(YOUR GOAL): Leave out every picture, then transcribe the rest of the listing exactly.

=== ROWS ===

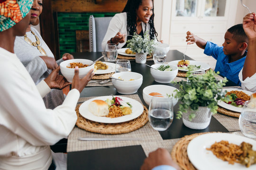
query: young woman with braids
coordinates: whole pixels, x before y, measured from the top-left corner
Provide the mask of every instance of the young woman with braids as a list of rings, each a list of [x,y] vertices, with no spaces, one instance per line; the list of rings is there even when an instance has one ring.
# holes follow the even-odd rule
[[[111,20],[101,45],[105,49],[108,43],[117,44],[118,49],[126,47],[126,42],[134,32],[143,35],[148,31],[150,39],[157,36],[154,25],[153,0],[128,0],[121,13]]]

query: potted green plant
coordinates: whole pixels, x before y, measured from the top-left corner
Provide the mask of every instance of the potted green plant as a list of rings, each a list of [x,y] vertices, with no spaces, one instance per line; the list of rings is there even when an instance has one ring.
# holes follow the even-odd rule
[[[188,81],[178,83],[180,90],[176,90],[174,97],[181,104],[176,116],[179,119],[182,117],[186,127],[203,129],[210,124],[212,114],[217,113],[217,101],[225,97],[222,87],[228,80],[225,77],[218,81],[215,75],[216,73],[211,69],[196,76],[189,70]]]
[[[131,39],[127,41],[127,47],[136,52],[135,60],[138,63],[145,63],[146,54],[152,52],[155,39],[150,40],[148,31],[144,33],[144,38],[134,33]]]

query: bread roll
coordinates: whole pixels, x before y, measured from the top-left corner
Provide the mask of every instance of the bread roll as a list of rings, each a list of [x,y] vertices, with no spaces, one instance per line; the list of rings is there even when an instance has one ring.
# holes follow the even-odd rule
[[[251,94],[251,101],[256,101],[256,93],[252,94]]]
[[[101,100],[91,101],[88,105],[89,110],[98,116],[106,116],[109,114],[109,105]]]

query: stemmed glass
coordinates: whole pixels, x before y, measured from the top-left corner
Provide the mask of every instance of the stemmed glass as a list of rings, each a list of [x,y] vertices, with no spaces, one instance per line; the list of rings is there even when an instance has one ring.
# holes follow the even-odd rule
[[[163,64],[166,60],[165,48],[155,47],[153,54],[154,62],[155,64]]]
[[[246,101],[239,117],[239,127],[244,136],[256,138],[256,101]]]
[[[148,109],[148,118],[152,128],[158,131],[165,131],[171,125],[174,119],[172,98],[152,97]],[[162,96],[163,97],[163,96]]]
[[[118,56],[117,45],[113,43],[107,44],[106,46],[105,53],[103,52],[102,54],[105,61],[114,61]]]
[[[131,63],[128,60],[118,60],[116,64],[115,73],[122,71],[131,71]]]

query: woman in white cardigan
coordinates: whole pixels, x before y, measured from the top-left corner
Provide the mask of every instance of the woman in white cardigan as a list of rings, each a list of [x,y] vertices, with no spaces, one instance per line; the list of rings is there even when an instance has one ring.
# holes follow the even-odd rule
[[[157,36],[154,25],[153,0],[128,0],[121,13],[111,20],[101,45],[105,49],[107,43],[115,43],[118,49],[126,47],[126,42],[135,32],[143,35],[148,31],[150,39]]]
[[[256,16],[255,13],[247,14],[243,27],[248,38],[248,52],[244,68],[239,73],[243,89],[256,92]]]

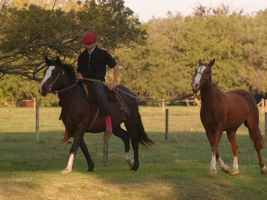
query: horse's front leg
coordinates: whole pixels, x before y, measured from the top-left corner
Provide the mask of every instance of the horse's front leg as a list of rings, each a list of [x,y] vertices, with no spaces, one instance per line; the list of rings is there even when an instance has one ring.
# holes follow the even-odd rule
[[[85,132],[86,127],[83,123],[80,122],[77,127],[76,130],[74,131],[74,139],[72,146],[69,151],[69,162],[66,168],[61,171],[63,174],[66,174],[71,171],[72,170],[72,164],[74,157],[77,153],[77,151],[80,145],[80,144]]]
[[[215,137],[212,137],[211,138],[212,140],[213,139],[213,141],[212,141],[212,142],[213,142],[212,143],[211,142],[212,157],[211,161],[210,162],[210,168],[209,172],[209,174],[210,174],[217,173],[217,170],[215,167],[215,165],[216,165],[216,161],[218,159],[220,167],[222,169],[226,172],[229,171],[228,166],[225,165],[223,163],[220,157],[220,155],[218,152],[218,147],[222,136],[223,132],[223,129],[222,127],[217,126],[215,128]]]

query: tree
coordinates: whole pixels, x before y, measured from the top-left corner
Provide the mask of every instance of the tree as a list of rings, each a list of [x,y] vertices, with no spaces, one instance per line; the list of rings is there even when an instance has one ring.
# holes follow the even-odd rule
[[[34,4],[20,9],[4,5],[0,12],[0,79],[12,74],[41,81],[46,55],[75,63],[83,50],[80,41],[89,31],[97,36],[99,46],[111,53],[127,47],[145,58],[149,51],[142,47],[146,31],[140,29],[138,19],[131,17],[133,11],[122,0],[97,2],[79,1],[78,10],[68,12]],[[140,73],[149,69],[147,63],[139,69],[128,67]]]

===

(CORRECT OUTPUT):
query: young woman with braids
coordinates: whole pixels, x before y, measured from the top-left corner
Provide the mask of every instance of the young woman with braids as a list of rings, each a list of [x,y] vertices, with no spaces, one instance per line; the list of rings is there even when an instance has one ring.
# holes follow the even-odd rule
[[[111,20],[101,45],[105,49],[108,43],[117,44],[118,49],[126,47],[126,42],[134,32],[143,35],[148,31],[150,39],[157,36],[154,25],[153,0],[128,0],[121,13]]]

query: potted green plant
coordinates: whole pixels, x before y, measured from the top-left corner
Provide the mask of every instance of the potted green plant as a list of rings, each a list of [x,y] vertices, with no spaces, one instance per line; the list of rings is there even when an instance has one ring.
# holes follow the even-odd rule
[[[188,81],[178,83],[180,90],[176,90],[174,97],[181,104],[176,116],[179,119],[182,117],[186,127],[203,129],[210,124],[212,114],[217,113],[217,101],[225,97],[222,87],[228,80],[225,77],[218,81],[215,75],[216,73],[211,69],[196,76],[189,70]]]
[[[131,39],[127,41],[127,47],[136,52],[135,60],[138,63],[145,63],[146,54],[152,52],[155,39],[150,40],[148,31],[144,33],[144,38],[134,33]]]

query: bread roll
coordinates: whole pixels, x before y, measured from the top-left corner
Provide the mask of every instance of the bread roll as a list of rings, each a list of [x,y] vertices, with no spaces, one instance per line; the list of rings is there even when an instance has one ring.
# holes follow the even-odd rule
[[[251,94],[251,101],[256,101],[256,93],[252,94]]]
[[[101,100],[91,101],[88,105],[89,110],[98,116],[106,116],[109,114],[109,105]]]

query: stemmed glass
coordinates: whole pixels, x before y, measured from the top-left corner
Provide the mask of every instance of the stemmed glass as a list of rings, each a list of [x,y] vertices, with no spaces, one instance per line; the list of rings is there even when an instance has one ring.
# holes follow the even-odd rule
[[[163,64],[166,60],[165,48],[155,47],[153,54],[154,62],[155,64]]]
[[[246,101],[239,117],[239,127],[244,136],[256,138],[256,101]]]
[[[148,109],[148,118],[152,128],[158,131],[165,131],[171,125],[174,119],[172,98],[152,97]],[[162,96],[163,97],[163,96]]]
[[[118,56],[117,45],[113,43],[107,44],[106,46],[105,53],[103,52],[102,54],[105,61],[114,61]]]
[[[131,63],[128,60],[118,60],[116,64],[115,73],[122,71],[131,71]]]

query: woman in white cardigan
coordinates: whole pixels, x before y, measured from the top-left corner
Provide the mask of every instance of the woman in white cardigan as a list of rings, each a list of [x,y] vertices, with no spaces, one instance per line; the list of rings is there even when an instance has one ring.
# holes follow the even-odd rule
[[[157,36],[154,25],[153,0],[128,0],[121,13],[111,20],[101,45],[105,49],[107,43],[115,43],[118,49],[126,47],[126,42],[135,32],[143,35],[148,31],[150,39]]]
[[[256,16],[255,13],[247,14],[243,27],[248,38],[248,52],[244,68],[239,73],[243,89],[256,92]]]

query: horse's front leg
coordinates: whole pixels, x before y, measured from the top-left corner
Provide the mask of every instance of the horse's front leg as a list of rings, each a list of [x,y] vertices, with no spaces, one instance per line; the list of rings is there even when an instance has one ring.
# holes follow the even-odd rule
[[[85,132],[86,127],[83,123],[80,122],[77,127],[76,130],[74,131],[74,139],[72,146],[69,151],[69,162],[66,168],[61,171],[63,174],[66,174],[71,171],[72,170],[72,164],[74,157],[77,153],[77,151],[80,145],[80,144]]]
[[[215,137],[212,137],[211,138],[212,140],[213,139],[213,141],[212,141],[212,142],[213,142],[212,143],[211,142],[212,157],[211,161],[210,162],[210,168],[209,172],[209,174],[210,174],[217,173],[217,170],[215,167],[215,165],[216,165],[216,161],[218,159],[220,167],[222,169],[226,172],[229,171],[228,166],[225,165],[223,163],[220,157],[220,155],[218,152],[218,147],[222,136],[223,132],[223,129],[222,127],[217,126],[215,128]]]

query: tree
coordinates: whole pixels, x before y, measured from the top-left corner
Provide the mask of every instance of the tree as a list of rings, each a list of [x,y] vertices, with no spaces, one instance per line; the list of rings is there even when an instance has one ring.
# holes follow the even-odd rule
[[[34,4],[20,9],[4,5],[0,12],[0,79],[12,74],[41,81],[46,55],[75,63],[83,50],[80,41],[89,31],[97,36],[99,46],[111,53],[127,47],[145,58],[149,51],[142,47],[146,31],[140,29],[138,19],[131,17],[133,11],[122,0],[97,2],[79,1],[78,10],[68,12]],[[140,73],[149,69],[147,63],[139,69],[128,67]]]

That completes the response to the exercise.